What needs to be done:
Copy out the part of the items that opens with the line containing "Project brief: we need tight boxes for every bush" and closes with the last line of the items, both ends included. Multiply every bounding-box coordinate in the answers by 0.5 and round to whole numbers, with halves rounding up. Keep all other lines, including the sample coordinate lines, unchanged.

[Data records]
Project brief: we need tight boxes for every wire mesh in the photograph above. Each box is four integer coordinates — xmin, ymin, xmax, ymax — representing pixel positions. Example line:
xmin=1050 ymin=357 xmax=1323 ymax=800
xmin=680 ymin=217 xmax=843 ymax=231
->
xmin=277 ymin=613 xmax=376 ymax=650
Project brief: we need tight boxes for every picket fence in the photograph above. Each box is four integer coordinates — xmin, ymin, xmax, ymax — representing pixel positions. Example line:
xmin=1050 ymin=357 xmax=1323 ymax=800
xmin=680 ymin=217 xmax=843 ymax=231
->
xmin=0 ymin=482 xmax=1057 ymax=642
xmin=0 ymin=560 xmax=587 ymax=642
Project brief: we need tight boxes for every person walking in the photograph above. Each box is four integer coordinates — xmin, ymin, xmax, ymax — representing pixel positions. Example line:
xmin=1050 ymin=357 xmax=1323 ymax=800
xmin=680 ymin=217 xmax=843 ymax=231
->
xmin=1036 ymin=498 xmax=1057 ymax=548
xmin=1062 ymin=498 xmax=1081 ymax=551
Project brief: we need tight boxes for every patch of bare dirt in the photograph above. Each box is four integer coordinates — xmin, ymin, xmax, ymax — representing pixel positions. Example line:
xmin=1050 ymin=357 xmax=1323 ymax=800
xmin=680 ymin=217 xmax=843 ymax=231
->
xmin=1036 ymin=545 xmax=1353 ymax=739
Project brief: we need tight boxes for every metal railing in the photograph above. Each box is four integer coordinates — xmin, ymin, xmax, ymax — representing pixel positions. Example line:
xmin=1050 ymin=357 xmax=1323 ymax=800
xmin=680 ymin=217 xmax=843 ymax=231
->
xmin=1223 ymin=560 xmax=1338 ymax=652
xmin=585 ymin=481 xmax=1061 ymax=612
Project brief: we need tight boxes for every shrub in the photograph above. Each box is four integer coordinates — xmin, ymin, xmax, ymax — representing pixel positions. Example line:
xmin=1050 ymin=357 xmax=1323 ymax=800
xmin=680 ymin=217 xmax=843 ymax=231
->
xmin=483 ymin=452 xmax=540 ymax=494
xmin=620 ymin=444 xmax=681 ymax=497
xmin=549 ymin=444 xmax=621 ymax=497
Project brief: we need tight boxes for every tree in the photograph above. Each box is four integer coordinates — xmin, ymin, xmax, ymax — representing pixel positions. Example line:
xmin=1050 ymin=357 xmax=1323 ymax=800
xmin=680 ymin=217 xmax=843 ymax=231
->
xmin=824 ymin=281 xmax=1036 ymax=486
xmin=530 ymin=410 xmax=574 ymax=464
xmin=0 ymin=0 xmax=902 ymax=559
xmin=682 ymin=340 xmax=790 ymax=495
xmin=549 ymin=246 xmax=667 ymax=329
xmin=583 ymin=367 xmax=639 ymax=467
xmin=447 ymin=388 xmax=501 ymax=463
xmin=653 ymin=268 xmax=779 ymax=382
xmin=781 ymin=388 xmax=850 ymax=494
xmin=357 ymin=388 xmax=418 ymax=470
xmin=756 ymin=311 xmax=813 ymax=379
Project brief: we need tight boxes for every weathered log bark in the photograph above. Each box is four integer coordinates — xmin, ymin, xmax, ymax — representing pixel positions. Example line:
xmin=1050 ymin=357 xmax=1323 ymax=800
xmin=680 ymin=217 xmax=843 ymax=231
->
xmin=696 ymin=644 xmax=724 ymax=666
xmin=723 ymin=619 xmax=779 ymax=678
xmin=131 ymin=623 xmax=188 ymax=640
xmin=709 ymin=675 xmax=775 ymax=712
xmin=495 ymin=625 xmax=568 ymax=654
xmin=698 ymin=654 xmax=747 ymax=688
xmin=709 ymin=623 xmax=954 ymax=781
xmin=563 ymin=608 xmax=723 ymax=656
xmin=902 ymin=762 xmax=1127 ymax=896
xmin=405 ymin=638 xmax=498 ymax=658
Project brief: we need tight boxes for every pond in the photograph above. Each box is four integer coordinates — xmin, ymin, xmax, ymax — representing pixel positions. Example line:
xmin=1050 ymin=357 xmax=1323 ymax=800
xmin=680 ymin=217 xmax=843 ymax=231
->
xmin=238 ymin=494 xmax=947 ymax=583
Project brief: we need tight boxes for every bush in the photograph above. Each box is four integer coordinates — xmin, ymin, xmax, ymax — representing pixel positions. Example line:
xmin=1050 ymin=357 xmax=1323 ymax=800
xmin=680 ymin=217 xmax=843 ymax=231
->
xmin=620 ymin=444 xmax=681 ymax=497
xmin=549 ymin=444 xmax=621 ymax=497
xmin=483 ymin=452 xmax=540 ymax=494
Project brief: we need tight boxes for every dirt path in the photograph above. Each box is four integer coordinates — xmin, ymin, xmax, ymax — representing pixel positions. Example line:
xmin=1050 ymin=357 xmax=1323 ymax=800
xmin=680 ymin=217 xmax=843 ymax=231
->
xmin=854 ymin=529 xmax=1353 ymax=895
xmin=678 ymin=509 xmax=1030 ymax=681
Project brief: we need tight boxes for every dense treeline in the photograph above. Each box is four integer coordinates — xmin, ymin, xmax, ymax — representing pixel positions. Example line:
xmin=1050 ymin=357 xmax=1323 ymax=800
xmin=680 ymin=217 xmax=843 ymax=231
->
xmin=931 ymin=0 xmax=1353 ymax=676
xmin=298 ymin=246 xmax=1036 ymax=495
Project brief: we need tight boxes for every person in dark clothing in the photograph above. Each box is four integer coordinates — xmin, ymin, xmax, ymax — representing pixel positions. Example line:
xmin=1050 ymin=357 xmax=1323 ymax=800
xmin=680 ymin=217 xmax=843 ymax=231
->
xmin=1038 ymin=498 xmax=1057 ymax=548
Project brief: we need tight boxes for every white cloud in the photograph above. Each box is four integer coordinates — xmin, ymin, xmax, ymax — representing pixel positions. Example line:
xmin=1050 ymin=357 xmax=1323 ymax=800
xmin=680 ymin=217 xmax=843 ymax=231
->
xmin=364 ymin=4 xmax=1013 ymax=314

Worked solution:
Project brief: we need tight boxes for every bush in the photograph above. Each box is four integer coordinates — xmin, ymin, xmax, ymax — representing pixel positions. Example line:
xmin=1050 ymin=357 xmax=1323 ymax=800
xmin=680 ymin=217 xmax=843 ymax=231
->
xmin=310 ymin=222 xmax=341 ymax=249
xmin=275 ymin=222 xmax=311 ymax=249
xmin=242 ymin=226 xmax=270 ymax=247
Project brief: we need tight boxes for every dirt path in the photograph above. Each box is four integer coordinates — xmin, ymin, xmax, ymax — representing pixel positions. Example line:
xmin=1050 ymin=357 xmax=1323 ymax=800
xmin=680 ymin=217 xmax=843 ymax=231
->
xmin=427 ymin=265 xmax=677 ymax=448
xmin=339 ymin=255 xmax=515 ymax=341
Project brief: we need tight boxes for every dense treeline in the photograph above. Each box is four integer coordinates — xmin, ymin, xmax, ymax — representing pixel positions. Example line:
xmin=1050 ymin=357 xmax=1323 ymax=800
xmin=680 ymin=217 xmax=843 ymax=231
->
xmin=466 ymin=0 xmax=677 ymax=338
xmin=149 ymin=123 xmax=518 ymax=248
Project brief: we need tight boxes for every person in dark clothing in the photograph above. Each box is four integer coordinates — xmin, ymin, xmax, ymax — representing pixel positions. Example line:
xmin=1050 ymin=357 xmax=1323 ymax=800
xmin=680 ymin=217 xmax=843 ymax=231
->
xmin=519 ymin=249 xmax=529 ymax=274
Project brief: we need tight boxes for every white cloud in the photograph above. Each box is four integer coordinates — xmin, ymin, xmax, ymax — representing pixel positions. Example line:
xmin=1050 ymin=357 xmax=1323 ymax=800
xmin=680 ymin=217 xmax=843 ymax=231
->
xmin=182 ymin=2 xmax=507 ymax=157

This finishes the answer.